**Your tasks**
1 – In the post on Texas textbooks, what do two of the books say about climate change, according to NCSE?
2 – Please select every line of the listing that contains the word "handle".

**Page excerpt**
━━━━━━━━━━━━━━━━

Texas Wants Your Kids To Know That Climate Change Isn’t Real

glasses-resting-on-open-textbookYou guys, I’d like to take a moment to speak on behalf of Texas to you, the parents of children who may one day have to use the textbooks decided upon and conceived of here in the state where you can buy an artisinal freshly squeezed durian juice organic latte in the same strip mall that you can buy a whole buttload of guns.

There are a whole lot of things that Texans are very good at, something I wouldn’t have even been able to admit a few years ago. But there is at least one thing that they suck immensely at, and that’s making textbooks.

I mean, given all of the drama that has surrounded Texas and how it’s curriculum standards shape the textbook market for the rest of America, no one should have been surprised, but leave it to Texas to shock the crap out of you even when you’re sure you’ve seen and heard it all.

If you need a quick refresher, the Texas school board leans heavily to the right and passed new curriculum standards that reflect that. This matters to everyone else because Texas is a huge market–the makers of the books will print a metric assload of them, and they become available to your state so that your kids can be dumbified, too.

The big point of contention in the proposed textbooks is climate control, but that might just be because we haven’t gotten to evolution yet. The National Center for Science Education reviewed these bad boys and were not pleased. No, they were not pleased at all. According to the Huffington Post:

Two of the books have passages stating that scientists disagree about the causes of climate change, according to NCSE. The report says this misrepresents current scientific thinking.

━━━━━━━━━━━━━━━━

Rows taken from a dataset:
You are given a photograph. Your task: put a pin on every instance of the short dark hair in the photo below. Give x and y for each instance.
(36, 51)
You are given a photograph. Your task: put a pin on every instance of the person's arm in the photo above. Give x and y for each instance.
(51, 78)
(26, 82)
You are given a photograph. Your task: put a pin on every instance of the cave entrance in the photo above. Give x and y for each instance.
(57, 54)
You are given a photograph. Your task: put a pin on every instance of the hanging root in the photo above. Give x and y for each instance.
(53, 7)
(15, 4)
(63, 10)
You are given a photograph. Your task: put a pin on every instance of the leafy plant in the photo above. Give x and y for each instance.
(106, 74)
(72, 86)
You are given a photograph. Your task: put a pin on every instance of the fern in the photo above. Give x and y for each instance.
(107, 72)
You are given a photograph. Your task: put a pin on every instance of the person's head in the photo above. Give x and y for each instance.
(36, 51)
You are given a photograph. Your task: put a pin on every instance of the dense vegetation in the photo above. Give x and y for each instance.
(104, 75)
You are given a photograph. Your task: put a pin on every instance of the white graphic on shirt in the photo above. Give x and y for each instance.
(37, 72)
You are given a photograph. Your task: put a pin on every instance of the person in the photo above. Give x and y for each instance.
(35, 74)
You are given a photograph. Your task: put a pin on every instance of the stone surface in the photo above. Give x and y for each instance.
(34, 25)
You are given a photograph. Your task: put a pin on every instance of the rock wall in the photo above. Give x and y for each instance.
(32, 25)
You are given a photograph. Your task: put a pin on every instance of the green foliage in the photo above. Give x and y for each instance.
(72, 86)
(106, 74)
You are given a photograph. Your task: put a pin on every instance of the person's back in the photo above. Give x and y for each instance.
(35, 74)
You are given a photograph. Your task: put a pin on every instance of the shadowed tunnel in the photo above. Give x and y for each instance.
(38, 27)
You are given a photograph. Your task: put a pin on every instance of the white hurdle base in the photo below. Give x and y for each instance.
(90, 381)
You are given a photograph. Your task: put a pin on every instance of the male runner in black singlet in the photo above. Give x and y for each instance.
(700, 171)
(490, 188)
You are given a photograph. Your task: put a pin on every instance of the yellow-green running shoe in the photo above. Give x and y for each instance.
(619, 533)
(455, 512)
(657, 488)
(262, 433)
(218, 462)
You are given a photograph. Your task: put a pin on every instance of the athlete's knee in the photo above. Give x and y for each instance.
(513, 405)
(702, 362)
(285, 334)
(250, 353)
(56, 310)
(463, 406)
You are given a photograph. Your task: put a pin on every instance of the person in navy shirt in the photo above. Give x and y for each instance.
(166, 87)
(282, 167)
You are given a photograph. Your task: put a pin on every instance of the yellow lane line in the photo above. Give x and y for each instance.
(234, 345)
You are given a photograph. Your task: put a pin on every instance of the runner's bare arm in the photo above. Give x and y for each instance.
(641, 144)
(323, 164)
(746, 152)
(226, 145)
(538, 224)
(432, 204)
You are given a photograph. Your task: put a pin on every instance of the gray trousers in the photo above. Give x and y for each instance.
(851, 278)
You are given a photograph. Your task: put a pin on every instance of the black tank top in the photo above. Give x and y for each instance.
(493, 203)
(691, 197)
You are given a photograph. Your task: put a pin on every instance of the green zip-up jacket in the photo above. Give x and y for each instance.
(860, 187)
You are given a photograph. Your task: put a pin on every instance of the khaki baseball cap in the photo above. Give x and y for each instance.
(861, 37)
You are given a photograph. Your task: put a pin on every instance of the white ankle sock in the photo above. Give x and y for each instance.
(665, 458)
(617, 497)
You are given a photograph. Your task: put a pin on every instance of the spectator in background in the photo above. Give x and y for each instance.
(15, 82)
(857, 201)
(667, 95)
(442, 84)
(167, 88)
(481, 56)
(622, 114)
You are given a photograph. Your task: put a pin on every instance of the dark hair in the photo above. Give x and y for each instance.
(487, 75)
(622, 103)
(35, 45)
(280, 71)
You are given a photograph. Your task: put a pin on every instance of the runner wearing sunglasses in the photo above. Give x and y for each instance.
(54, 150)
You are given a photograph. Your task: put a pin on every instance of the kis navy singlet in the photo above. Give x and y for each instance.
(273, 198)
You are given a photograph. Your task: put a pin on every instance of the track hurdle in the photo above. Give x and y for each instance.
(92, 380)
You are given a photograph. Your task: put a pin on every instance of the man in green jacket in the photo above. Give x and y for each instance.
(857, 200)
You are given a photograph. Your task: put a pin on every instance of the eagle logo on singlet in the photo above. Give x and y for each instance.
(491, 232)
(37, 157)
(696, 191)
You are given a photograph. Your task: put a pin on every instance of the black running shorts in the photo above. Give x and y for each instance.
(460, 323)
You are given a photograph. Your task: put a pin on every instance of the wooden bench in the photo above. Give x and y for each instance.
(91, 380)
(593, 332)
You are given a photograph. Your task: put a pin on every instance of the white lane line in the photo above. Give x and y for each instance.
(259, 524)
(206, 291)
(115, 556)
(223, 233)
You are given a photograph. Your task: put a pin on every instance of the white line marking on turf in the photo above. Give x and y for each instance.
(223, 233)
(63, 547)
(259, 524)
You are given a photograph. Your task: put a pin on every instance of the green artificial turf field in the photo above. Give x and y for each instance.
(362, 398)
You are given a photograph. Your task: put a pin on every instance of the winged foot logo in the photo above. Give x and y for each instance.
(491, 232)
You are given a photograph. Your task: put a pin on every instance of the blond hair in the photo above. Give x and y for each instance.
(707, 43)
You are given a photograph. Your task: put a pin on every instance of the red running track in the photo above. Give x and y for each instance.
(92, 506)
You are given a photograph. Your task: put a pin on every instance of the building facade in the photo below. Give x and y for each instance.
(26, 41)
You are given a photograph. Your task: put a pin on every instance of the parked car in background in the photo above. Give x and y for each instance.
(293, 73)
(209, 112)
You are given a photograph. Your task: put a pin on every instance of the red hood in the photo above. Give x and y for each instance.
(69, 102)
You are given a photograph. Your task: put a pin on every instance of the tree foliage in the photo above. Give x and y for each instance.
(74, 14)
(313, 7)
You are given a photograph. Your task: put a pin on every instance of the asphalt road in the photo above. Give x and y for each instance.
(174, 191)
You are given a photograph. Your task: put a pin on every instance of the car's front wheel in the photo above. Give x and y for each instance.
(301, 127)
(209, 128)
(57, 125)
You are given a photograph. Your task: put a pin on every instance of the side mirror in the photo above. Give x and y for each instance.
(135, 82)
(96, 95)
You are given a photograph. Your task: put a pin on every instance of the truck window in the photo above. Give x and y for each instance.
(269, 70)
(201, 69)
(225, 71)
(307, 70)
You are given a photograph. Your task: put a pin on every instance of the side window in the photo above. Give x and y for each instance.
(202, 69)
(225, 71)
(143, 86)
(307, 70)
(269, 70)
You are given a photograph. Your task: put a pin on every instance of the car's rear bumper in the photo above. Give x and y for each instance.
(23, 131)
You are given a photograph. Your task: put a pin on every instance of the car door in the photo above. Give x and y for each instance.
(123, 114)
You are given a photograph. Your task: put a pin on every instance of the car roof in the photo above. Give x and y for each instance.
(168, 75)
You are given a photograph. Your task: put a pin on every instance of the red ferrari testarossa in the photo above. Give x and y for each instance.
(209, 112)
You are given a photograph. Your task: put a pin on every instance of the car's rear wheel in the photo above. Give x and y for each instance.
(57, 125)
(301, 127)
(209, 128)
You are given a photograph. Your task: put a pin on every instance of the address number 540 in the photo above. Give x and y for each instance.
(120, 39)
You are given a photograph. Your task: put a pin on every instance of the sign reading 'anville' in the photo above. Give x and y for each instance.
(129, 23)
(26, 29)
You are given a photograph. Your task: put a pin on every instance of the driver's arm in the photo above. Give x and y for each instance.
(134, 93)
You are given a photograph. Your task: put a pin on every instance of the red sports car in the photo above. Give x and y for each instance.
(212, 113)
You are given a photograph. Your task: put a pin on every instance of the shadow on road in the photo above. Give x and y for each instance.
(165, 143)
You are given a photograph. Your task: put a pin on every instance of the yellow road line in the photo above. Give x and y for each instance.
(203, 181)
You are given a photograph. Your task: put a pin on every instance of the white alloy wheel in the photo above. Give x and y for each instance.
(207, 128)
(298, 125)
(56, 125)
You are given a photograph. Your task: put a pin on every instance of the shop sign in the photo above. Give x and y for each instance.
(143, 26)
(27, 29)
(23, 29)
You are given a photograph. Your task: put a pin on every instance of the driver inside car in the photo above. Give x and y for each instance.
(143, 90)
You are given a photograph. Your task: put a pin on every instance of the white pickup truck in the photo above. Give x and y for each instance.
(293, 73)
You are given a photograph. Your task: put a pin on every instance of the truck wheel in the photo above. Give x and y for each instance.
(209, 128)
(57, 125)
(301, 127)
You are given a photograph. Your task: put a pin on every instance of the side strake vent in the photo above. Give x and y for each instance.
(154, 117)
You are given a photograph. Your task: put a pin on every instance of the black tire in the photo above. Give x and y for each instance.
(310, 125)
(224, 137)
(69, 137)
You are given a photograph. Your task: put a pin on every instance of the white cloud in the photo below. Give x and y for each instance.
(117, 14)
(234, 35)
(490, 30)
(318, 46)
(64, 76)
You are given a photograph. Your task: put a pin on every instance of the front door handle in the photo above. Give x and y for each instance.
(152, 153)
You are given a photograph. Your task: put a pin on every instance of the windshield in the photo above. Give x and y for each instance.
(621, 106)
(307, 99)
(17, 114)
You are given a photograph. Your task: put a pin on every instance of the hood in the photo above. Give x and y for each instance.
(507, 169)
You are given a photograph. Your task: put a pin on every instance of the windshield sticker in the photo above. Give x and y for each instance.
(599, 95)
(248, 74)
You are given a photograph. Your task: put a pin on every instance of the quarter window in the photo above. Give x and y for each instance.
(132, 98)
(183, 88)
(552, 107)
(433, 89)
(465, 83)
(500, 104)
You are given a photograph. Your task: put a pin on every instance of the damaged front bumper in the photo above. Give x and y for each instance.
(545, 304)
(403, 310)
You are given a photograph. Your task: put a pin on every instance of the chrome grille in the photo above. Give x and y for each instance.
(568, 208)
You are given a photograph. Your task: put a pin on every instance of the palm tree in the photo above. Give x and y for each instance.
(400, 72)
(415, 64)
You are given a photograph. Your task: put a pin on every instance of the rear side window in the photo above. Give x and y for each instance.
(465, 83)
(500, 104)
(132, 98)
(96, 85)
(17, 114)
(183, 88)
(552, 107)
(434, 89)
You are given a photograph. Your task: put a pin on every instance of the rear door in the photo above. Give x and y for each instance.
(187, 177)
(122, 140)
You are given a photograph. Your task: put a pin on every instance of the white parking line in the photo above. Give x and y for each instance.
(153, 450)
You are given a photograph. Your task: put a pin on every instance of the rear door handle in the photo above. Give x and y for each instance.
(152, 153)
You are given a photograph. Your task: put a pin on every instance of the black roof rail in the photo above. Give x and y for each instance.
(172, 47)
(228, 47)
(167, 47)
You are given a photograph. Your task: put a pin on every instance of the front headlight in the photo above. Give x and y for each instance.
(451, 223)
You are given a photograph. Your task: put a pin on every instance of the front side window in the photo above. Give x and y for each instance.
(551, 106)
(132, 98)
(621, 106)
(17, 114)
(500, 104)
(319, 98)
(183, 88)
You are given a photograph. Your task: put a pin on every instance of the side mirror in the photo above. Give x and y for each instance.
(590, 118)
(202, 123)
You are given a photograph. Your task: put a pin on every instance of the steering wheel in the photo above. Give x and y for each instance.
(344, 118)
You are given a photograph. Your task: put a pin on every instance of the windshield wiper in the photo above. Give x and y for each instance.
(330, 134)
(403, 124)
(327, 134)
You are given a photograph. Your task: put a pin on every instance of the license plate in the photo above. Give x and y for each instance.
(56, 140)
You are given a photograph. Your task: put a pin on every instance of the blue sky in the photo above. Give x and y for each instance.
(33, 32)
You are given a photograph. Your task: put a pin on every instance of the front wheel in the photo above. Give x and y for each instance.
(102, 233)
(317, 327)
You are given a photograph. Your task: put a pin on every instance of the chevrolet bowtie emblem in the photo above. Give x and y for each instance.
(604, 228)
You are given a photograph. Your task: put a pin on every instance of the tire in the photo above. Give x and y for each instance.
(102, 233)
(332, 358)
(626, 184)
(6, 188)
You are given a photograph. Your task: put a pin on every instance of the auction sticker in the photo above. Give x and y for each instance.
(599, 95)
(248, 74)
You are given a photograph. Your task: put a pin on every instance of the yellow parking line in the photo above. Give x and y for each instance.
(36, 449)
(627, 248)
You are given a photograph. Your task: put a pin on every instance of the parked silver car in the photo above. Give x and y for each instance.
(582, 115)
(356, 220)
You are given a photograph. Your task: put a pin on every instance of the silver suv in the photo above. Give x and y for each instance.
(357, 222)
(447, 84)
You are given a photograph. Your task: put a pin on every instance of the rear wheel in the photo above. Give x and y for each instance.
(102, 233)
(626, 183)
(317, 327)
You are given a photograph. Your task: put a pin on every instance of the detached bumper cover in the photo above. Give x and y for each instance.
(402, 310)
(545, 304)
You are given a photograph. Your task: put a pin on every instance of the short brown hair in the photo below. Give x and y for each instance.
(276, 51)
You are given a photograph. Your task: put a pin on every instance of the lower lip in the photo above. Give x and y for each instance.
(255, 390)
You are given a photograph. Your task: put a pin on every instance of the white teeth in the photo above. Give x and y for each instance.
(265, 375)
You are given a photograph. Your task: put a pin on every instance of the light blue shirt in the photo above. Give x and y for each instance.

━━━━━━━━━━━━━━━━

**Outputs by task**
1 – They say that scientists disagree about the causes of climate change.

2 –
You are given a photograph. Your task: put a pin on every instance of the front door handle in the photo above. Give x and y for each instance.
You are given a photograph. Your task: put a pin on every instance of the rear door handle in the photo above. Give x and y for each instance.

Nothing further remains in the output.